Prompt:
Each of the entries should be retyped precisely as it appears.

Recorded data
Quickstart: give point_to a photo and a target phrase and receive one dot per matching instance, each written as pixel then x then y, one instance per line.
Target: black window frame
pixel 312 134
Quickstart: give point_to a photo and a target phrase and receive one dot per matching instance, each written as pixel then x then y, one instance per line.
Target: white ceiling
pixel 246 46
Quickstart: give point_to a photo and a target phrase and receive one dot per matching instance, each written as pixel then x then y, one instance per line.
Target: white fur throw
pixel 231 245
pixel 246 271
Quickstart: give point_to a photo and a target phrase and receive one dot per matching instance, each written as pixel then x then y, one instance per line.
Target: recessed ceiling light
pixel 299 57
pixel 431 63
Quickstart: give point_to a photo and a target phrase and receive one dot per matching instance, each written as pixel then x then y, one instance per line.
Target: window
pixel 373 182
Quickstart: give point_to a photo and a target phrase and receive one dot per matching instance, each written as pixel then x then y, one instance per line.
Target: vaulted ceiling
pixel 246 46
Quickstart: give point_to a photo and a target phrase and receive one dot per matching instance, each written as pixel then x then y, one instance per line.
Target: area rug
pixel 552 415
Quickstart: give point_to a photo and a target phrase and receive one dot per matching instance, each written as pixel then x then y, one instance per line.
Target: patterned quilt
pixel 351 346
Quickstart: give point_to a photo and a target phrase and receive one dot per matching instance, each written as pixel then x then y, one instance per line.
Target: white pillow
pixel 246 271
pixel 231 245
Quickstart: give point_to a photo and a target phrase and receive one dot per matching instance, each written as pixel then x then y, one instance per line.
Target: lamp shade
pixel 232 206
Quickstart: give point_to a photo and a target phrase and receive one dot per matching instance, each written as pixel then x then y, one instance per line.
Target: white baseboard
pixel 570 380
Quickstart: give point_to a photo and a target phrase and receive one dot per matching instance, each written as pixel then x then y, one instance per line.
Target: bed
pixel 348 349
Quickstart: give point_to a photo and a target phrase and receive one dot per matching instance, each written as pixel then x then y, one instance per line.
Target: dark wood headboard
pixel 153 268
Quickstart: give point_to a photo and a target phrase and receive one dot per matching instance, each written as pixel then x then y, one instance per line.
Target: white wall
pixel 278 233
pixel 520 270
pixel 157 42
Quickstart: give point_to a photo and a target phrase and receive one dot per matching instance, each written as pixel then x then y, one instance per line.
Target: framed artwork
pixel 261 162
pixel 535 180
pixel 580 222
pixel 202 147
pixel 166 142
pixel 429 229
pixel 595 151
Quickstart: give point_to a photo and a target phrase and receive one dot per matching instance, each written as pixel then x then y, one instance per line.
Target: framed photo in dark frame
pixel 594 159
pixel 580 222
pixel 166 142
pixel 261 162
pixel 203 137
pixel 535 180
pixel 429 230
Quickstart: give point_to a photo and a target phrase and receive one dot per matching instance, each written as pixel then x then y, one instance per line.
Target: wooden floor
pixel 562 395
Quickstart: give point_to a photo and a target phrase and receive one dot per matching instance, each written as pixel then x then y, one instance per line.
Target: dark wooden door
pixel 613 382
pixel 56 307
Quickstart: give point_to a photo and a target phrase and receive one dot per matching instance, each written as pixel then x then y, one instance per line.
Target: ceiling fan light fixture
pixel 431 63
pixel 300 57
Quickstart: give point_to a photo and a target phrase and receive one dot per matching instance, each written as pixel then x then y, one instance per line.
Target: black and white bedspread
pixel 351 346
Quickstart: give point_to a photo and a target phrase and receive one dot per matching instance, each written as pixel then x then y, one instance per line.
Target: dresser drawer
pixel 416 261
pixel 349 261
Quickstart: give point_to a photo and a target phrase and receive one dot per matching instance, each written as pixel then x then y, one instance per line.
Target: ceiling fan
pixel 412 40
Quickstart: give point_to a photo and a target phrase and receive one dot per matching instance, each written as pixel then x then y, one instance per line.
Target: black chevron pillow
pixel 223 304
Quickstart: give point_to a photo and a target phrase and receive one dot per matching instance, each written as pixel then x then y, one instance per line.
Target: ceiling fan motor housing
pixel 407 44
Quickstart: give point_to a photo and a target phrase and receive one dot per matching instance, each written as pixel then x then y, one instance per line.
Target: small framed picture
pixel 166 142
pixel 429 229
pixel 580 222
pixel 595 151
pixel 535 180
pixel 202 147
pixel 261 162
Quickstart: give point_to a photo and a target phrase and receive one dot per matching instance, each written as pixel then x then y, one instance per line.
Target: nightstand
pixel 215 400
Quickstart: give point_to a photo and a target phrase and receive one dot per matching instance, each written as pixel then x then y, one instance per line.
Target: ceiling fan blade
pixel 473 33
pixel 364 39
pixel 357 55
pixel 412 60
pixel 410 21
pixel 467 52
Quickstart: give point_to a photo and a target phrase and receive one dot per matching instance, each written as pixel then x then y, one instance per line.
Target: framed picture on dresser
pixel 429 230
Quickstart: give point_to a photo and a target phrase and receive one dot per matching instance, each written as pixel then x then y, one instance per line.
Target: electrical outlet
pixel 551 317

Exercise output:
Quickstart: give point_to a photo and a target phrase and receive one dot per matching instance, each written as pixel then x then y, one instance per line.
Target: black window frame
pixel 312 134
Quickstart: give point_to a photo and a target phrase and receive one dot per matching instance, each written as pixel then x then y, one instance per line.
Target: white ceiling
pixel 246 46
Quickstart: give point_to a photo and a target phrase and receive one dot per matching instance, each written as pixel then x then y, one instance per line.
Target: white fur throw
pixel 231 245
pixel 246 271
Quickstart: give point_to a photo and a target phrase and receive one dot per matching instance, each written as pixel then x then y, one instance per line.
Target: recessed ceiling light
pixel 299 57
pixel 431 63
Quickstart: give point_to a photo and a target phrase and receive one dot per matching instance, each written as pixel then x then y, one instance per line.
Target: window
pixel 373 182
Quickstart: give point_to a photo and a target phrase and receive one dot per matching instance, each written as pixel then x then y, one instance per line.
Target: vaulted ceiling
pixel 246 46
Quickstart: give point_to a photo and a target phrase and receive one dot per matching instance, each written as pixel then x then y, one instance per line.
Target: area rug
pixel 552 415
Quickstart: give point_to a photo and a target phrase and receive one dot per matching instance, each written as pixel then x then y, one instance per line.
Target: patterned quilt
pixel 351 346
Quickstart: give point_to a photo and a target phrase and receive one dot per matching instance, each written as pixel then x then y, one instance per line.
Target: white pillow
pixel 246 271
pixel 231 245
Quickstart: give point_to a photo and a target phrase and receive one dot per matching instance, each written as pixel then x then y, one instance per line.
Target: lamp shade
pixel 232 206
Quickstart: give point_to a photo and a target phrase and receive one dot per matching instance, each written as pixel then x then y, one instance per line.
Target: white baseboard
pixel 570 380
Quickstart: give point_to a photo and a target phrase and receive one dot per matching instance, each written as pixel then x then y, one instance per line.
Target: bed
pixel 348 349
Quickstart: give point_to a photo and a target phrase and receive one dot per matching instance, each written as pixel then x then y, one instance per line.
Target: dark wood headboard
pixel 153 268
Quickstart: give point_to a photo and a target phrase and receive one dot per matching instance, each written as pixel then x then y, one instance per line.
Target: white wall
pixel 278 233
pixel 520 270
pixel 157 42
Quickstart: give point_to a photo and a target phrase and receive one dot per matching instance, each written as pixel then x then y, one instance per line.
Target: framed artwork
pixel 261 162
pixel 535 180
pixel 580 222
pixel 202 147
pixel 166 142
pixel 429 229
pixel 595 151
Quickstart: give point_to a photo and a target phrase and receive one dot per matching instance, each written as pixel then x then y, one instance per line.
Target: framed photo in dark frame
pixel 594 159
pixel 580 222
pixel 166 142
pixel 261 162
pixel 203 137
pixel 535 180
pixel 429 230
Quickstart: give point_to a photo and a target phrase and receive one dot per matching instance, each written as pixel then x then y, one instance per line.
Target: wooden floor
pixel 562 395
Quickstart: give point_to a photo and a target phrase and receive one dot per matching instance, each written as pixel then x then y, one instance per line.
Target: dark wooden door
pixel 613 382
pixel 56 307
Quickstart: give point_to a photo and a target phrase and receive one dot per matching instance, each written as pixel then x then y, one instance per line.
Target: ceiling fan light fixture
pixel 431 63
pixel 300 57
Quickstart: give point_to a photo and a target phrase and receive one dot per matching instance, each written as pixel then x then y, one instance per line.
Target: black and white bedspread
pixel 351 346
Quickstart: give point_to a photo and a target phrase and receive one dot per matching instance, each written as pixel then x then y, one instance per line.
Target: dresser drawer
pixel 416 261
pixel 349 261
Quickstart: give point_to a photo and a target phrase and receive one dot per matching instance, each written as pixel then x then y, one instance per line.
Target: ceiling fan
pixel 412 40
Quickstart: give point_to a photo and a target phrase and receive one dot per matching instance, each written as pixel then x then y, one instance per line.
Target: black chevron pillow
pixel 223 304
Quickstart: give point_to a photo and a target phrase and receive one dot per matching instance, each written as pixel then x then y, one instance per line.
Target: ceiling fan motor housing
pixel 407 44
Quickstart: give point_to a photo and a target phrase and receive one dot per matching instance, each written as pixel then x then y, one instance per line.
Target: small framed picture
pixel 166 142
pixel 429 229
pixel 580 222
pixel 595 151
pixel 535 180
pixel 202 147
pixel 261 162
Quickstart: give point_to a photo and a target phrase and receive one dot per matching instance, each written as pixel then x then y, one instance per line.
Target: nightstand
pixel 215 400
Quickstart: give point_to a photo and a target phrase and receive one dot per matching instance, each written as pixel then x then y, one instance per line.
Target: ceiling fan blade
pixel 473 33
pixel 364 39
pixel 357 55
pixel 412 60
pixel 410 21
pixel 467 52
Quickstart: give point_to a photo and a target phrase and receive one dot per matching instance, each written as pixel then x then y, one instance per line.
Target: framed picture on dresser
pixel 429 230
Quickstart: give point_to a photo and a target phrase and receive one dot per matching instance, each written as pixel then x then y, one instance per line.
Target: electrical outlet
pixel 551 317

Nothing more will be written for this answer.